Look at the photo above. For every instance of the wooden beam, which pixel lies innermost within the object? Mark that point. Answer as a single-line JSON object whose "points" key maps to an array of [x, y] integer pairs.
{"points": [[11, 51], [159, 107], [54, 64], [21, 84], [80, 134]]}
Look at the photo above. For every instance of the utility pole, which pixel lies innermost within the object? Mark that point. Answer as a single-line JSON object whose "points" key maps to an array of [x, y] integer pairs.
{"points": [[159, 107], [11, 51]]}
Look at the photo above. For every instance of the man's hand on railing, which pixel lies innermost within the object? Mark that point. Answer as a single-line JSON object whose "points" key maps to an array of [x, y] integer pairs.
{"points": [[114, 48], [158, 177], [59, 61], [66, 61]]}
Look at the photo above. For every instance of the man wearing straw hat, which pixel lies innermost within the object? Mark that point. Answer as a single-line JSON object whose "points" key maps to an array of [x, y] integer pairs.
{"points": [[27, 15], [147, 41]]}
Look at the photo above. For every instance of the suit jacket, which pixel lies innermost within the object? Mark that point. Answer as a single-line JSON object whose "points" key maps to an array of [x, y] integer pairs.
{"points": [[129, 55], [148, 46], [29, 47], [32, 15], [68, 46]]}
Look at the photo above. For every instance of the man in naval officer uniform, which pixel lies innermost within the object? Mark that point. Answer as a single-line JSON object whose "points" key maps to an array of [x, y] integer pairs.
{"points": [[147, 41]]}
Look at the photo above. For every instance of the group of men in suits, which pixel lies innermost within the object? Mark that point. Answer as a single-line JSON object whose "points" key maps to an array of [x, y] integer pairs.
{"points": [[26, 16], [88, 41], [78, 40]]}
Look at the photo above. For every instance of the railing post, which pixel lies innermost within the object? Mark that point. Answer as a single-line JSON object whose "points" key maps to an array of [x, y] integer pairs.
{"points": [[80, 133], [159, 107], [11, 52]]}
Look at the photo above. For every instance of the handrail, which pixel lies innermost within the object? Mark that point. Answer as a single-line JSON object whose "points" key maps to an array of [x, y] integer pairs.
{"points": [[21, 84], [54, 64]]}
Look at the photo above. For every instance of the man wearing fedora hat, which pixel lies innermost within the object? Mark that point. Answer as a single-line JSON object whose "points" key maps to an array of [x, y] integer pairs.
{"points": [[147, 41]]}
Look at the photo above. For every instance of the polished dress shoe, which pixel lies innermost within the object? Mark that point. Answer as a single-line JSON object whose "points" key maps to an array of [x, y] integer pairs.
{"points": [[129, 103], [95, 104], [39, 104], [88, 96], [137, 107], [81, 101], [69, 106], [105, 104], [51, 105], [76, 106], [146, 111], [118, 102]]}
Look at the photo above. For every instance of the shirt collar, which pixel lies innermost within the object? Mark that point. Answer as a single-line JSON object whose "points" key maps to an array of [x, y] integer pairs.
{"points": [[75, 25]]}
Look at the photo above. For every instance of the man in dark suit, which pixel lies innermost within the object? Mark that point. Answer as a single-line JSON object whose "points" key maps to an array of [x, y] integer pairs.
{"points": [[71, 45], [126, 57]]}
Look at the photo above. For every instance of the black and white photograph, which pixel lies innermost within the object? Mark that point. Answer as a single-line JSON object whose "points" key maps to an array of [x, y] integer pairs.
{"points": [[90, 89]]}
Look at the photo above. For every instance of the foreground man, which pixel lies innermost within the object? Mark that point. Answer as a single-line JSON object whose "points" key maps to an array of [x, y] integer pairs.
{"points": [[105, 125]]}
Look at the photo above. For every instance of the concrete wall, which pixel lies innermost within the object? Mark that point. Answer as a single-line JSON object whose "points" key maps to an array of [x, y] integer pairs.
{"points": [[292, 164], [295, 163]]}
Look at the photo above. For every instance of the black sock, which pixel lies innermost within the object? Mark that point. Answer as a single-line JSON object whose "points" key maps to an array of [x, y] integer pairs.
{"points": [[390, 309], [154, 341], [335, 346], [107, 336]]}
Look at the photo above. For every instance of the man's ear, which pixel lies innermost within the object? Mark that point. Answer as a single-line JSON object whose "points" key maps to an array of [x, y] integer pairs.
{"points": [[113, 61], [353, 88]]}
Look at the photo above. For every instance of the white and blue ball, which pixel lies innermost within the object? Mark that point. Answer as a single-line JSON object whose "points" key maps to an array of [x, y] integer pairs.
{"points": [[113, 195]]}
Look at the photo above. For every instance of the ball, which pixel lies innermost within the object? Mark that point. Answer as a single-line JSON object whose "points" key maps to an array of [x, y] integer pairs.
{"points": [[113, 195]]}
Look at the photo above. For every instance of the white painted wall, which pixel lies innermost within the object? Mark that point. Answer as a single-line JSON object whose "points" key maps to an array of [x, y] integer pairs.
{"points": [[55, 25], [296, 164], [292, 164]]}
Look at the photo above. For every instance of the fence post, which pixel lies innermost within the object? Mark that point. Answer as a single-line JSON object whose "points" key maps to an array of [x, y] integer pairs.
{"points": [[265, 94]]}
★ ★ ★
## Exercise instructions:
Go through the records above and retype each one exactly.

## Written response:
Look at the photo above. For every instance of the wooden beam, which pixel lies innermost within the object? Mark that point. Answer as a single-line JSON object whose "points" key maps to an array of [x, y] integer pairs.
{"points": [[11, 51], [159, 107], [54, 64], [21, 84], [80, 134]]}
Look at the photo above. For every instance of the utility pole, which pixel lies innermost within the object? Mark that point. Answer as a single-line JSON object whose "points" key maps to an array of [x, y] integer pairs.
{"points": [[159, 107], [11, 51]]}
Look at the photo above. For every instance of the man's hand on railing, which pixel lies innermost within the object? Mark that point. Answer as a single-line JSON object whose "points" key maps to an array of [x, y] integer pairs.
{"points": [[114, 48], [158, 177], [59, 61], [66, 61]]}
Look at the photo above. For every instance of the man wearing straw hat, which pixel lies innermost within the object? Mark that point. Answer as a single-line JSON object whose "points" key maps to an array of [x, y] integer pairs.
{"points": [[27, 15], [147, 41]]}
Look at the photo above. For every instance of the suit jacket, which pixel lies innermost within the object? Mark that point. Answer as a single-line JSON object whose "points" key maps to an array of [x, y] integer pairs.
{"points": [[129, 55], [148, 46], [29, 47], [32, 15], [68, 46]]}
Look at the photo above. For every instance of the man in naval officer uniform, which pixel lies innermost within the object? Mark that point. Answer as a single-line JSON object whose "points" key maps to an array of [x, y] integer pairs.
{"points": [[147, 41]]}
Look at the photo above. For every instance of the group of men in suits, which pixel lies innermost within the object? Mark that point. Answer as a single-line JSON object whose "points" key maps to an array of [x, y] integer pairs.
{"points": [[26, 16], [88, 41], [78, 40]]}
Look at the photo above. For every instance of the railing post, which pixel lies innermost within the object? Mark that point. Answer as a single-line JSON object whose "points" key maps to an array of [x, y] integer pairs.
{"points": [[80, 133], [159, 107], [11, 52]]}
Look at the photo above. For every instance of the handrail, which pixel lies innermost within the object? Mark that point. Answer as a single-line JSON object whose "points" key maps to an array of [x, y] integer pairs.
{"points": [[21, 84], [54, 64]]}
Look at the photo above. For every instance of the man wearing fedora hat, which pixel lies innermost within the object? Mark that point. Answer as a single-line JSON object whose "points" key maps to an array of [x, y] integer pairs.
{"points": [[147, 41]]}
Look at the photo above. For every instance of the polished dress shoe, which pixel lies innermost within the object? Mark that point. Answer as a single-line JSON object whose "points" key maps to an array of [x, y] integer pairs.
{"points": [[129, 103], [95, 104], [39, 104], [88, 96], [137, 107], [81, 101], [69, 106], [105, 104], [51, 105], [76, 106], [146, 111], [118, 102]]}
Look at the photo above. For every instance of the shirt collar, which pixel lies innermost within the object? Mark that point. Answer as a single-line JSON object whose "points" key maps to an array of [x, y] integer pairs.
{"points": [[75, 25]]}
Look at the photo above. For every instance of the man in dark suit, which pixel lies innermost within the object? Mark that point. Answer as a single-line JSON object whose "points" key maps to an array of [x, y] integer pairs.
{"points": [[71, 45], [126, 57]]}
Look at the photo above. For every instance of the black and white photograph, which pixel lies innermost within the object? Mark that point. Answer as a single-line JSON object whose "points" key maps to an array of [x, y] integer pairs.
{"points": [[90, 89]]}
Look at the photo above. For every instance of the foreground man, which pixel lies innermost within the object? Mark that point. Answer as a single-line JSON object whose "points" key maps to an array of [x, y] integer pairs.
{"points": [[105, 125]]}
Look at the photo above. For every instance of the concrete wall, which pixel lies innermost within the object? Mark that point. Answer as a single-line JSON object whose "points" key maps to an array of [x, y] integer pairs.
{"points": [[292, 164], [295, 163]]}
Look at the photo above. For every instance of the black sock, which pixel lies innermost within the object? Mark that point. Answer as a single-line JSON object whose "points" key maps to an array of [x, y] integer pairs.
{"points": [[390, 309], [154, 341], [335, 346], [107, 336]]}
Look at the photo above. For every instance of the man's ear, which pixel lies innermost within the object? Mark that point. Answer as a single-line JSON object whose "points" key maps to an array of [x, y] integer pairs.
{"points": [[113, 61], [353, 88]]}
Look at the photo above. For every instance of the white and blue ball, which pixel lies innermost within the object? Mark that point. Answer as a single-line JSON object whose "points" key maps to an array of [x, y] integer pairs.
{"points": [[113, 195]]}
Look at the photo above. For every instance of the ball, which pixel lies innermost within the object? Mark that point. Answer as a single-line JSON object whose "points" key maps to an array of [x, y] integer pairs.
{"points": [[113, 195]]}
Look at the photo above. For every instance of the white painted wall, which pixel lies innermost within the object? Mark that point. Answer as a single-line JSON object whose "points" key maps to an array of [x, y] integer pairs.
{"points": [[55, 25], [296, 164], [292, 164]]}
Look at the photo above. For every instance of the fence post, which pixel lies innermost within the object? Mark that point. Answer as a single-line JSON object whose "points" key maps to an array of [x, y] integer pairs.
{"points": [[265, 94]]}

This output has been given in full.